Material provided:
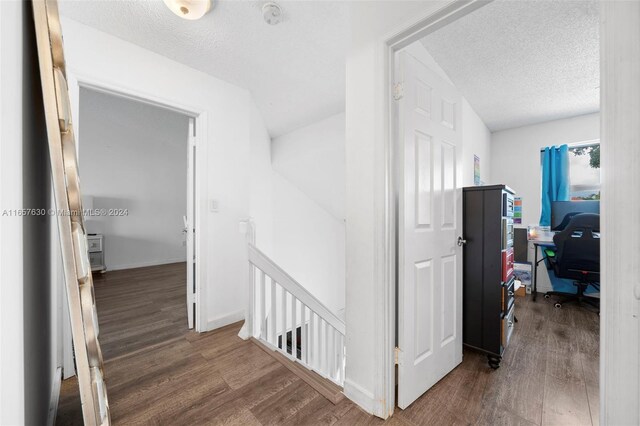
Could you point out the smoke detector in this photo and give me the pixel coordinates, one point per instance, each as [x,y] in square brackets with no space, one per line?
[272,13]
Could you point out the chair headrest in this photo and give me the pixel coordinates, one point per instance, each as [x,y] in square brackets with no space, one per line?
[585,221]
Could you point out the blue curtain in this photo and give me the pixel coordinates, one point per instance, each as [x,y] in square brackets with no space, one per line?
[555,179]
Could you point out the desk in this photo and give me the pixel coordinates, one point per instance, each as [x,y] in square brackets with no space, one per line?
[540,242]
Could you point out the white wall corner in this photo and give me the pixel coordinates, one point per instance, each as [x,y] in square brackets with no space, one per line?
[360,396]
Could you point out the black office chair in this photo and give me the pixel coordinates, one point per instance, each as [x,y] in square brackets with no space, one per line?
[577,257]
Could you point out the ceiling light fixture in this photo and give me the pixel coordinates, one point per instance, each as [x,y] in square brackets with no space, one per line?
[189,9]
[272,13]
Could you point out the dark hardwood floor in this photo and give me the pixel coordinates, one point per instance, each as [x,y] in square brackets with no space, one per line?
[158,372]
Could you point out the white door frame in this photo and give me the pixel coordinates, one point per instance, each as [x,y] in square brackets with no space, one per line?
[620,38]
[385,282]
[76,81]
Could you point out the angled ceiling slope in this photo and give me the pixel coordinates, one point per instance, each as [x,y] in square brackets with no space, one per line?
[295,70]
[523,62]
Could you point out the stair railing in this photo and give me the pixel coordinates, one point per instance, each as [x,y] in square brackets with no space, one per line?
[285,317]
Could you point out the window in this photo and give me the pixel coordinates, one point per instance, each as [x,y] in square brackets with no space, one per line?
[584,172]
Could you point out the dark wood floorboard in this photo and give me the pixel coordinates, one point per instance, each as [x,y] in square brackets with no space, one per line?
[160,373]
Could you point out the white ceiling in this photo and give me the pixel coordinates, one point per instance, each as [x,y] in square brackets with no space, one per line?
[295,70]
[523,62]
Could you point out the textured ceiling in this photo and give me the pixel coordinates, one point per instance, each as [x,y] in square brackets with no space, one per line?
[295,70]
[523,62]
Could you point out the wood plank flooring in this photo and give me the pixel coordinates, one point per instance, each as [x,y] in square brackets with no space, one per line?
[158,372]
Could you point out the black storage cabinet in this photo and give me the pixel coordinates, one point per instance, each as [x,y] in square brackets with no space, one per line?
[488,297]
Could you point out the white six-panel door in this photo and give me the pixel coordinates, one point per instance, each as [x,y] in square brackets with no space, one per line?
[430,220]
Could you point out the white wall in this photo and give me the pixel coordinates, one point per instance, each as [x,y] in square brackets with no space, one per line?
[309,243]
[312,158]
[134,156]
[222,159]
[293,228]
[515,155]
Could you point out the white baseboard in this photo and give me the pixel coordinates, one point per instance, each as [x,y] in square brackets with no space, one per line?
[55,396]
[223,320]
[360,396]
[145,264]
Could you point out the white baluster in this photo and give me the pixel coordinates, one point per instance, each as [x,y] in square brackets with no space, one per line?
[284,320]
[311,354]
[332,353]
[340,357]
[325,348]
[272,316]
[294,327]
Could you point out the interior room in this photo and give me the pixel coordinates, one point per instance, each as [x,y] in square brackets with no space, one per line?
[319,212]
[527,89]
[134,158]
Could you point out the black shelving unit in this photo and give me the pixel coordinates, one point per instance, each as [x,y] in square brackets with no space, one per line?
[488,293]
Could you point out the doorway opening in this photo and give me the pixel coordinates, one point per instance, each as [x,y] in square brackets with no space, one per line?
[138,181]
[474,112]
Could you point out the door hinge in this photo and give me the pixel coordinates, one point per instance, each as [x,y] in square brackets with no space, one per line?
[398,91]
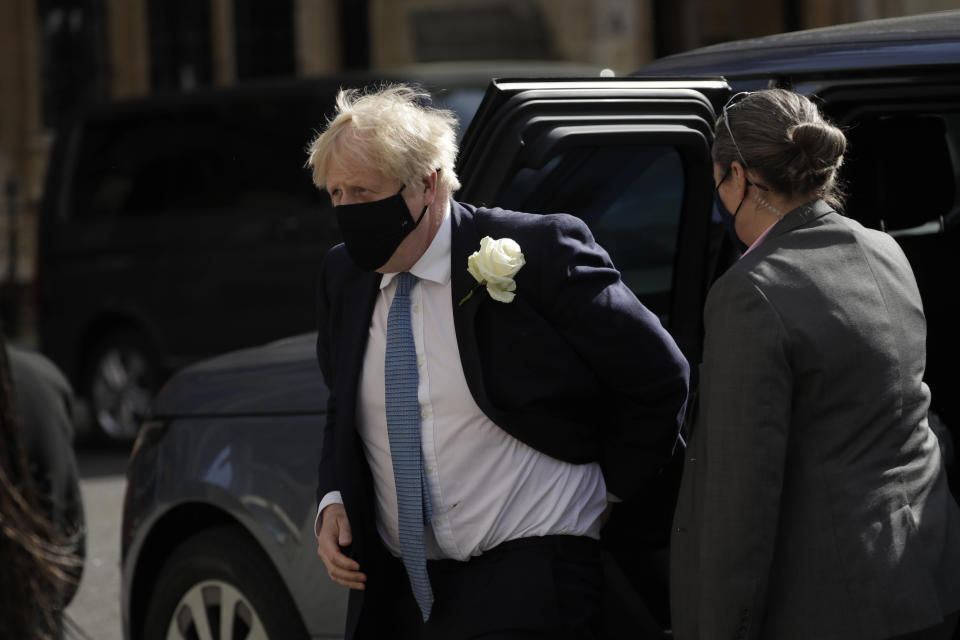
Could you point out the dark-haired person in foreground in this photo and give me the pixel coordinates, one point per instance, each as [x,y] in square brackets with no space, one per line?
[814,503]
[491,380]
[41,516]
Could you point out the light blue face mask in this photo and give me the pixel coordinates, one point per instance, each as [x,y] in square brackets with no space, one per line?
[728,219]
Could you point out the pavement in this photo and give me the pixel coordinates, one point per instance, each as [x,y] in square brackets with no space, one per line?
[95,609]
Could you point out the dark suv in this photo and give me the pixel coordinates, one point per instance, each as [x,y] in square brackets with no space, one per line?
[229,452]
[180,226]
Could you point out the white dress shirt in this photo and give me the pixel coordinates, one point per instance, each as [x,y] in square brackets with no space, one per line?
[486,486]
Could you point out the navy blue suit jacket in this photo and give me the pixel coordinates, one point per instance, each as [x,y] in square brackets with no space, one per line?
[575,366]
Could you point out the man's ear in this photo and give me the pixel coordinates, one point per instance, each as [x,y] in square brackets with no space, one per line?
[739,176]
[430,183]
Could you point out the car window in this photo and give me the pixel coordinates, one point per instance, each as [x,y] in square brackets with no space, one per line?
[630,196]
[898,158]
[237,158]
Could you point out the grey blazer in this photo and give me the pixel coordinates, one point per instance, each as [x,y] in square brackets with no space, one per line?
[814,503]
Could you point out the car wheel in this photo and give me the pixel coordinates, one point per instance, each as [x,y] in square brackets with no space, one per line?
[121,377]
[219,585]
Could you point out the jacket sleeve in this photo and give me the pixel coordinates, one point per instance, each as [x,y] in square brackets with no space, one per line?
[740,446]
[636,360]
[327,467]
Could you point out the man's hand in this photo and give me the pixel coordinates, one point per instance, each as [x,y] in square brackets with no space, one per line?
[334,534]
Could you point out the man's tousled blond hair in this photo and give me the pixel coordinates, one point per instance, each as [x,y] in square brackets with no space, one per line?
[393,131]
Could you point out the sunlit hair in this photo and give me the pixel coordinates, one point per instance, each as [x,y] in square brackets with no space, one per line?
[391,129]
[782,137]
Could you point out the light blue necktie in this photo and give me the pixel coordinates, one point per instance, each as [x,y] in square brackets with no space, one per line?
[403,427]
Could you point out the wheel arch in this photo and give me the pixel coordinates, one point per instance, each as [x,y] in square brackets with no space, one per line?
[171,530]
[104,325]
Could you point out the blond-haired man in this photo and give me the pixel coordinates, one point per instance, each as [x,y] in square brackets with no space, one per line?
[492,381]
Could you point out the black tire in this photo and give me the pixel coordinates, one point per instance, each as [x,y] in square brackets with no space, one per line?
[121,374]
[219,563]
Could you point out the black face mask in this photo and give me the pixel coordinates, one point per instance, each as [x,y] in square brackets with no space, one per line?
[372,231]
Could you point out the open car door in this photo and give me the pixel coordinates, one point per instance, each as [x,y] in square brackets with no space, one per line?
[631,157]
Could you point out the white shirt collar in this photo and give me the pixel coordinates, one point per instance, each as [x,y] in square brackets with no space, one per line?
[434,264]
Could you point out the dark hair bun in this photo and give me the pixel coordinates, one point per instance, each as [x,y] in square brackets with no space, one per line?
[822,144]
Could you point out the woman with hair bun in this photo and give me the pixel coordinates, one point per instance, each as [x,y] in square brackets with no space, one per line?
[814,503]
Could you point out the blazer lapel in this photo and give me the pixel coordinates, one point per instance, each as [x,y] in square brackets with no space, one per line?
[466,240]
[360,297]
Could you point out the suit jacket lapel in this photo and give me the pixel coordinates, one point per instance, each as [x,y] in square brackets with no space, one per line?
[360,297]
[466,240]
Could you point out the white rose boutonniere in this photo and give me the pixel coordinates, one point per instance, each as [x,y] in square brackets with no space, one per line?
[494,265]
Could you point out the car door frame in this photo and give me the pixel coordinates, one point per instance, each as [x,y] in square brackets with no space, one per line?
[523,123]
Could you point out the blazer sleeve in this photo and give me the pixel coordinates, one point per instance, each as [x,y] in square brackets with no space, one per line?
[327,468]
[637,362]
[744,417]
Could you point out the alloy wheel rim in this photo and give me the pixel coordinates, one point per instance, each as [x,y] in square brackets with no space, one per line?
[215,610]
[120,392]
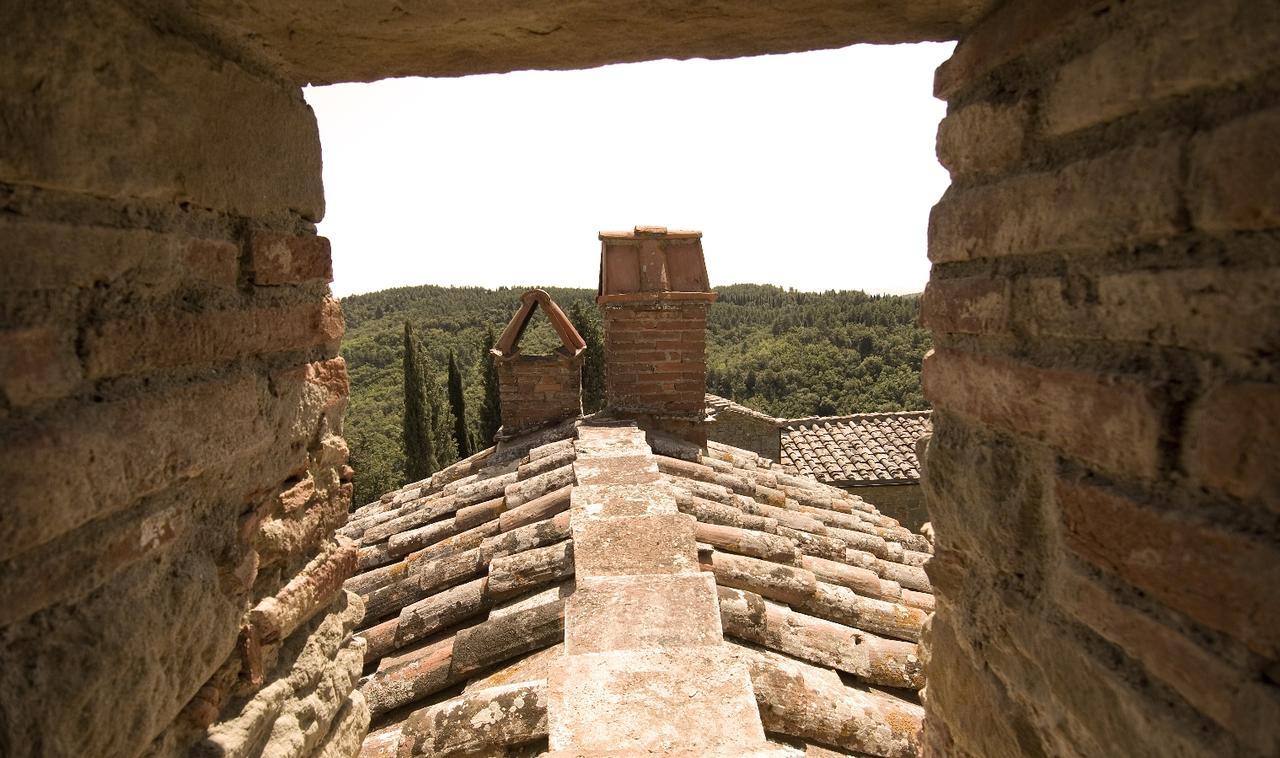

Stated exercise:
Report every line of the records that contains the word "face", copying each line in full.

Exercise solution:
Could you point out the light blue face mask in this photo and give me the pixel coordinates, one point per instance, each as [x,y] in square brackets with no space, one per line?
Could you point out the black face mask in this photo and give me the pixel coordinates, one point per instance, each as [x,y] in square brackets with no space, one per line?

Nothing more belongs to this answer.